-------- Data supplied
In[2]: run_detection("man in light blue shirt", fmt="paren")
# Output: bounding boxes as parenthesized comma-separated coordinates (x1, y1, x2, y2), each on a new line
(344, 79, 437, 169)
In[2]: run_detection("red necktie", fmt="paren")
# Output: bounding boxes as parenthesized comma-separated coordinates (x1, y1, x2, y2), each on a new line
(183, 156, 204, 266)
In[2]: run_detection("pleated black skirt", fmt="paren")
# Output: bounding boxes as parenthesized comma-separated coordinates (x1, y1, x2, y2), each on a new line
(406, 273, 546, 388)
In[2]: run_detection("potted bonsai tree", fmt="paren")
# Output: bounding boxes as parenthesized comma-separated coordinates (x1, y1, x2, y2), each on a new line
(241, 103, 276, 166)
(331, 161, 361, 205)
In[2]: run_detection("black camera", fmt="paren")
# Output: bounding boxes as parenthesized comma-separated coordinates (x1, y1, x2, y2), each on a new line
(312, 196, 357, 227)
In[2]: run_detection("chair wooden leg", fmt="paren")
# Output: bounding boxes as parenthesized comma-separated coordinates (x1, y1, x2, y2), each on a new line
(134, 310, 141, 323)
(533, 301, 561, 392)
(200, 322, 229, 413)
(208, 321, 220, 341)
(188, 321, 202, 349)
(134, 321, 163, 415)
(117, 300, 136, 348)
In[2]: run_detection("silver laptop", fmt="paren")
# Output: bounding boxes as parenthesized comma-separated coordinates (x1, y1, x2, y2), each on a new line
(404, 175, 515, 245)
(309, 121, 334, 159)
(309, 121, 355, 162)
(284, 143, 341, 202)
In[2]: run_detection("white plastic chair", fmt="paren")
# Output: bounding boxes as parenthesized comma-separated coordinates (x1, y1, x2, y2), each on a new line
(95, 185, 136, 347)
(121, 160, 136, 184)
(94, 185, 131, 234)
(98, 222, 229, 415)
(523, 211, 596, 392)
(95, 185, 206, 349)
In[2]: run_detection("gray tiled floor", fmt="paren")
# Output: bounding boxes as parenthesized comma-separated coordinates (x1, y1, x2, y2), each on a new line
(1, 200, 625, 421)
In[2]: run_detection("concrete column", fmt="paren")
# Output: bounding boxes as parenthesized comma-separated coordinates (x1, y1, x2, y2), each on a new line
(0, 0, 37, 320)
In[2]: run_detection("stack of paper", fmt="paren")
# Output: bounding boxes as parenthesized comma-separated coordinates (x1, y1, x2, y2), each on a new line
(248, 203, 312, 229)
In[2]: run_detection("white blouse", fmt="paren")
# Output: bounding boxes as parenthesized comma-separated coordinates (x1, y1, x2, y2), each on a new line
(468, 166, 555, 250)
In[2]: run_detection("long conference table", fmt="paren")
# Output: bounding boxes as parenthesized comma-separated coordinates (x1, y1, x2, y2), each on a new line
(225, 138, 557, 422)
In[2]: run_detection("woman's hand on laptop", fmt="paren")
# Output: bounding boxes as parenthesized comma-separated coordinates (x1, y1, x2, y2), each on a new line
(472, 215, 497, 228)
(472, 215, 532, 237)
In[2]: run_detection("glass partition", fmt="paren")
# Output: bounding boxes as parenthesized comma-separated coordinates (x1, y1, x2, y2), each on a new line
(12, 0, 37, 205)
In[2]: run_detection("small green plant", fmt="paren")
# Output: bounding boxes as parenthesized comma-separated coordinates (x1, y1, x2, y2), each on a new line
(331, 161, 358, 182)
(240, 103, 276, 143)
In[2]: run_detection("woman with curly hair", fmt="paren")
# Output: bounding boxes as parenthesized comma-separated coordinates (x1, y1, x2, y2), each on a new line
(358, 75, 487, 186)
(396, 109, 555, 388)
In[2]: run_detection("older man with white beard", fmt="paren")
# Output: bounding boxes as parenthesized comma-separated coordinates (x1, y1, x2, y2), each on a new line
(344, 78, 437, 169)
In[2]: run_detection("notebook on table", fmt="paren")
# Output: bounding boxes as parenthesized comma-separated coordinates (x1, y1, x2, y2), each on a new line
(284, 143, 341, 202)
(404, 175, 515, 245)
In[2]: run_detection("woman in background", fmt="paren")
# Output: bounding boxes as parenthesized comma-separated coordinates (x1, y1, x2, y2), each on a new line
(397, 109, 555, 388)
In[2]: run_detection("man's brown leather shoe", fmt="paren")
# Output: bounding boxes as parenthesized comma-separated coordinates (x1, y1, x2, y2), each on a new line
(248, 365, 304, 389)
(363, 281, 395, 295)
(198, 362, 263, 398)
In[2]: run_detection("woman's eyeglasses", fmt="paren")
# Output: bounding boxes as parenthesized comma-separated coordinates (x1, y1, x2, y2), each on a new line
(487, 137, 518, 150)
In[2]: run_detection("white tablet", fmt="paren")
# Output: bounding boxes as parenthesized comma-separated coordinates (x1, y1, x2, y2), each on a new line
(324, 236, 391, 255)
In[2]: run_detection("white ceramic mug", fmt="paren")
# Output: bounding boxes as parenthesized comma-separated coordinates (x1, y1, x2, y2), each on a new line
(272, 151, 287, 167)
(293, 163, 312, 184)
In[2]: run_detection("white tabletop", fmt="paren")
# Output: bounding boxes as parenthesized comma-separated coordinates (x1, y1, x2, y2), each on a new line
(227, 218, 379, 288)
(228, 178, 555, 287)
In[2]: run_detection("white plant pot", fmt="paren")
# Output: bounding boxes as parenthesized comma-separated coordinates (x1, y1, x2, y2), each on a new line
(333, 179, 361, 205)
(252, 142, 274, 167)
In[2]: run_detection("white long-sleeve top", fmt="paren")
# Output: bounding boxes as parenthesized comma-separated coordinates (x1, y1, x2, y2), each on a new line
----------------
-------- Data supplied
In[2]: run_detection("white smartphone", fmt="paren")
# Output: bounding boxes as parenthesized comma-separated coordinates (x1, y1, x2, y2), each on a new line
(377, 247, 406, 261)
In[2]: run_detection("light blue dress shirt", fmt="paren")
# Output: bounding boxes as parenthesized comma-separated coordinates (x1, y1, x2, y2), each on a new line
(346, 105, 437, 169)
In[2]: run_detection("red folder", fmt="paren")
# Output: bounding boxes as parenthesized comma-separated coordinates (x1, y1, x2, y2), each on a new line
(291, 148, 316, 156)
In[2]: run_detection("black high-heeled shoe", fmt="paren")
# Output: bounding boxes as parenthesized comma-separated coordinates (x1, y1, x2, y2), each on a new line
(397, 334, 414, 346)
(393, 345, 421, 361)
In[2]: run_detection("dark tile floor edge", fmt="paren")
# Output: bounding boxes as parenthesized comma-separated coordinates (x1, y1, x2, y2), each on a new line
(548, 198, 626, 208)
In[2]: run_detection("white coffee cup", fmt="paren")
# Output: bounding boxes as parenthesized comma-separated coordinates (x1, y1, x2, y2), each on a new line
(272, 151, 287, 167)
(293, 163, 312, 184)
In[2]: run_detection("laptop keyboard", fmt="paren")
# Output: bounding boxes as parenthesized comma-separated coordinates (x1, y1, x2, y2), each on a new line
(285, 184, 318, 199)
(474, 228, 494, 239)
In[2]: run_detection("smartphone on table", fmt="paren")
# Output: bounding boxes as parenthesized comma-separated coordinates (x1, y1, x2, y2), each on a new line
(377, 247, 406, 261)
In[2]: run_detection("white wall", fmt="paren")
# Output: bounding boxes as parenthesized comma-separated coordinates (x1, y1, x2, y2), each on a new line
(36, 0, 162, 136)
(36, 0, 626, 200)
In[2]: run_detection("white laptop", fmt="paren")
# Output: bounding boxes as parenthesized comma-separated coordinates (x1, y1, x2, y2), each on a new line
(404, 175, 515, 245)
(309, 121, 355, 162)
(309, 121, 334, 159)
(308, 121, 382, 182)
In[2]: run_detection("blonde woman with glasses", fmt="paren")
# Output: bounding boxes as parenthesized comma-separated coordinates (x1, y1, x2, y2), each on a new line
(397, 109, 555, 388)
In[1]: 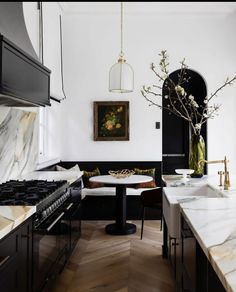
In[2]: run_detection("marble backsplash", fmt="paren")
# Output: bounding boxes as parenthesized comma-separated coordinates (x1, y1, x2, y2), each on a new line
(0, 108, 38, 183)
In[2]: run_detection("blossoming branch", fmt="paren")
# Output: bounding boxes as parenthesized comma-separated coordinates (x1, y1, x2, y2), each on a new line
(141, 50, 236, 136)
----------------
-------- Data supplied
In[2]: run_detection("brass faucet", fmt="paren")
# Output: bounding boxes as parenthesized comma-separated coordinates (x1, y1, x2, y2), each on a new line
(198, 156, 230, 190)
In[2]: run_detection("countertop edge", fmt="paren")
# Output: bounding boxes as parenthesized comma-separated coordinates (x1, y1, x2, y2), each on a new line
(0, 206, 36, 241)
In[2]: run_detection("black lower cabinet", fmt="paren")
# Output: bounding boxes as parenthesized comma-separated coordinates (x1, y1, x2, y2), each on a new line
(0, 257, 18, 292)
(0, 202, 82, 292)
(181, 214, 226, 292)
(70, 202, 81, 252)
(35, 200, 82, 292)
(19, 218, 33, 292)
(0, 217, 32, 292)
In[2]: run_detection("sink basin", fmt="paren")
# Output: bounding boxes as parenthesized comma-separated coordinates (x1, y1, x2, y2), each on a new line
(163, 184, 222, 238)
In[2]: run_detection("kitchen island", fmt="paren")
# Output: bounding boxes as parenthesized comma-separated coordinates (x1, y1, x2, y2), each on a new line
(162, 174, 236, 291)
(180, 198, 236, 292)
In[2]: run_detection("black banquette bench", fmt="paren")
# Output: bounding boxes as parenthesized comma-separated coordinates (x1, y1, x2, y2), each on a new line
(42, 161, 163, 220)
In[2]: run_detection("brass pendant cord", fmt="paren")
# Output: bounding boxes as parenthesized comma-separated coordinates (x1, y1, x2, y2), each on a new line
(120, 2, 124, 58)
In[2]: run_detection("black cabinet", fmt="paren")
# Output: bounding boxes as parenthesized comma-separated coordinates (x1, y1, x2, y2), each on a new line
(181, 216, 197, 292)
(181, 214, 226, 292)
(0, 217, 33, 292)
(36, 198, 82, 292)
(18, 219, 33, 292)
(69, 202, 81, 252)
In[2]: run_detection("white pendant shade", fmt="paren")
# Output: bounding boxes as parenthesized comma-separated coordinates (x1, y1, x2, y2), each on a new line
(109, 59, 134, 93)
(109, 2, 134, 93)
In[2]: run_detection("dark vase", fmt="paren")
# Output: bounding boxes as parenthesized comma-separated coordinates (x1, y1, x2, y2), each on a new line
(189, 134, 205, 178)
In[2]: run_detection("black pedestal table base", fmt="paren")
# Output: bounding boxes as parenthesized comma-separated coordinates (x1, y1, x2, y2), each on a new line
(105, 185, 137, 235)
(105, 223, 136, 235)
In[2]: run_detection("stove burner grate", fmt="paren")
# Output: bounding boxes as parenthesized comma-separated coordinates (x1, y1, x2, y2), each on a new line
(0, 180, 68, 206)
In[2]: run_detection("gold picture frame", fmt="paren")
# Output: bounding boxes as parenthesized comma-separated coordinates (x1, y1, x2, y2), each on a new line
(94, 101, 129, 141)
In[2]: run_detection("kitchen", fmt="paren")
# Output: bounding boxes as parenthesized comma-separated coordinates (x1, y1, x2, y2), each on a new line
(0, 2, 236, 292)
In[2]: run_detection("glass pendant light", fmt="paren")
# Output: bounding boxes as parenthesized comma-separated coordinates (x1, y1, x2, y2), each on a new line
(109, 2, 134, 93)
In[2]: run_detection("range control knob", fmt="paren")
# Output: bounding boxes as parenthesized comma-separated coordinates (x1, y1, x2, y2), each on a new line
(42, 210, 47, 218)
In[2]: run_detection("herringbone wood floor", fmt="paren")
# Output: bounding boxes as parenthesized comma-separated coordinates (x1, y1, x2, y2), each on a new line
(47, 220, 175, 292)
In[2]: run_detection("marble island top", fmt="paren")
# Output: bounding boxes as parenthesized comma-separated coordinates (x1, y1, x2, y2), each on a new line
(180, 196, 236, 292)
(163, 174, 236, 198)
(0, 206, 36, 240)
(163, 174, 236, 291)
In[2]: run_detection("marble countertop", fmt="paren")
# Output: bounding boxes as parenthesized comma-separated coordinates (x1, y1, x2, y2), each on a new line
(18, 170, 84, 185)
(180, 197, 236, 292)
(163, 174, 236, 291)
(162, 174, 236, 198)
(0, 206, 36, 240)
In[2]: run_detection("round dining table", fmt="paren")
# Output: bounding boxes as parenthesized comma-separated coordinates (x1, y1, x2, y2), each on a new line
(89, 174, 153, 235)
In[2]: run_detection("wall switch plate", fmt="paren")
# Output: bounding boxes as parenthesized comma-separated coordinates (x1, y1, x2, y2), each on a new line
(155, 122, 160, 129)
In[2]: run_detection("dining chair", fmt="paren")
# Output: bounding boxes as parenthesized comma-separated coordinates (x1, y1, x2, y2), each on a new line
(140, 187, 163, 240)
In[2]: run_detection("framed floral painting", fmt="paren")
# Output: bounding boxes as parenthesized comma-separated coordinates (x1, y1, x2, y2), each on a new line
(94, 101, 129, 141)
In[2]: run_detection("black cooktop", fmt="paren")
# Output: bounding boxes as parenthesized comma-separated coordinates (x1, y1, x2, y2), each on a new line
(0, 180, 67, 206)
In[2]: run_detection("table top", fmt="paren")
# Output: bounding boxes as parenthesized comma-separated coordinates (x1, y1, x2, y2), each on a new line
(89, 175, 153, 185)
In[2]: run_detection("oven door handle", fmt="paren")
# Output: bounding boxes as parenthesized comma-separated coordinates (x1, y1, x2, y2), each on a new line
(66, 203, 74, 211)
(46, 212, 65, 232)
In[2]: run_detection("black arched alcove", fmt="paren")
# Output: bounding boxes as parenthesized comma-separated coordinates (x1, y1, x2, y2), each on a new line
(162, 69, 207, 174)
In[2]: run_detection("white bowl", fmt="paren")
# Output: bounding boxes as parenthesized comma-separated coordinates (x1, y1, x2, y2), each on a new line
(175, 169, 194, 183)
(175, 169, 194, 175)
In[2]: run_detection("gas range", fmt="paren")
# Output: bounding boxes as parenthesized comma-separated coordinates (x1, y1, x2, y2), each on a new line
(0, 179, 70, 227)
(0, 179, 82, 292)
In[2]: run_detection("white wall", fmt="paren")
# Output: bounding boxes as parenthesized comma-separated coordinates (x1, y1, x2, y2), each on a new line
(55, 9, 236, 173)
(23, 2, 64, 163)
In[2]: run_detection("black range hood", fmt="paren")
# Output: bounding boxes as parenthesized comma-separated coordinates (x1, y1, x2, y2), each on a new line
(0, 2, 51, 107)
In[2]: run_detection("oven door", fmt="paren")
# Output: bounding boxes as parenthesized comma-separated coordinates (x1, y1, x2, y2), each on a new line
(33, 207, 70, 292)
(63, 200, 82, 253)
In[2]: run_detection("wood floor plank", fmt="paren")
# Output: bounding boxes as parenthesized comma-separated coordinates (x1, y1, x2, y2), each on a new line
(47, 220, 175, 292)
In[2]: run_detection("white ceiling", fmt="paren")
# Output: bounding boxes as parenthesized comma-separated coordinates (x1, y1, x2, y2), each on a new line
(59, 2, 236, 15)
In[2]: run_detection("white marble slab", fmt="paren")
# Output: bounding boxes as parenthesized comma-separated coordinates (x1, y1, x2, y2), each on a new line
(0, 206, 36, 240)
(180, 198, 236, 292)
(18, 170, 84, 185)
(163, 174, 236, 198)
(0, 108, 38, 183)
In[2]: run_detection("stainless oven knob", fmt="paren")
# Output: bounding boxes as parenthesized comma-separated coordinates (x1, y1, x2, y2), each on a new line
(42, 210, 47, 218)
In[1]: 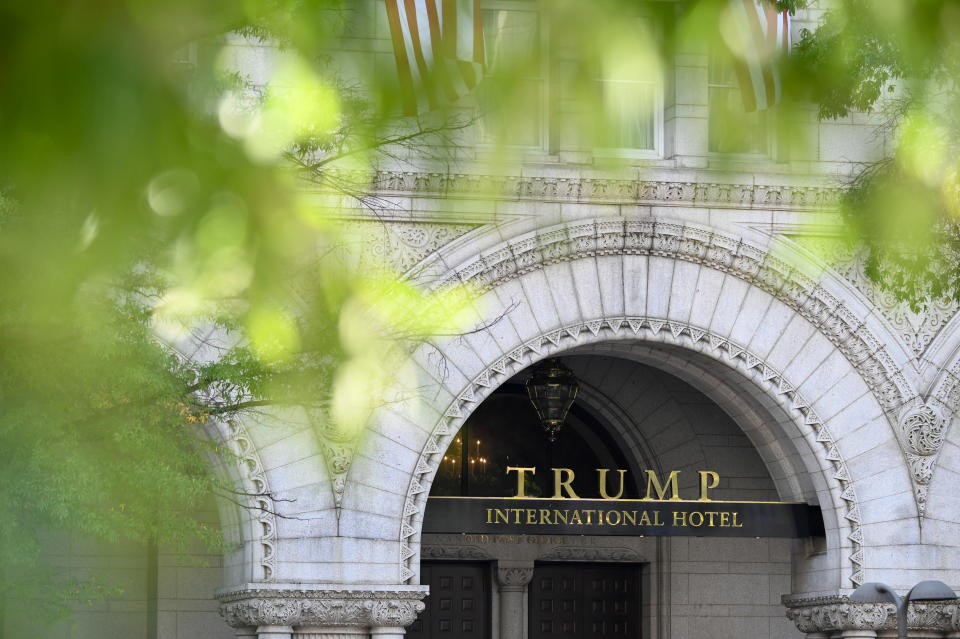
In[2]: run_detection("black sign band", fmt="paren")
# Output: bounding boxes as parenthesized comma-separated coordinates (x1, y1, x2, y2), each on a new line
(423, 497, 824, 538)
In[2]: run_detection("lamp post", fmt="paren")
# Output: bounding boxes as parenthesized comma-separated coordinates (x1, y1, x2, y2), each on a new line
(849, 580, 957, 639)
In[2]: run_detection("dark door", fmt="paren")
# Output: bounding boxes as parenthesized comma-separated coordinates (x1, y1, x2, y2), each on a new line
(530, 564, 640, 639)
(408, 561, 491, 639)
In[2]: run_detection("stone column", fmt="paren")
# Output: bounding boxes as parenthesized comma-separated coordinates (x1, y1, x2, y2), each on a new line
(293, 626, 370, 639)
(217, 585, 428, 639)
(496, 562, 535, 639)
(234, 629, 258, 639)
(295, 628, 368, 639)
----------------
Task directions:
Wherever the word "shirt" occurs in the data above, copy the line it sits in.

Written solution:
In[2]: run_detection("man in light blue shirt", fmt="paren")
In[2]: run_detection("light blue dress shirt", fmt="paren")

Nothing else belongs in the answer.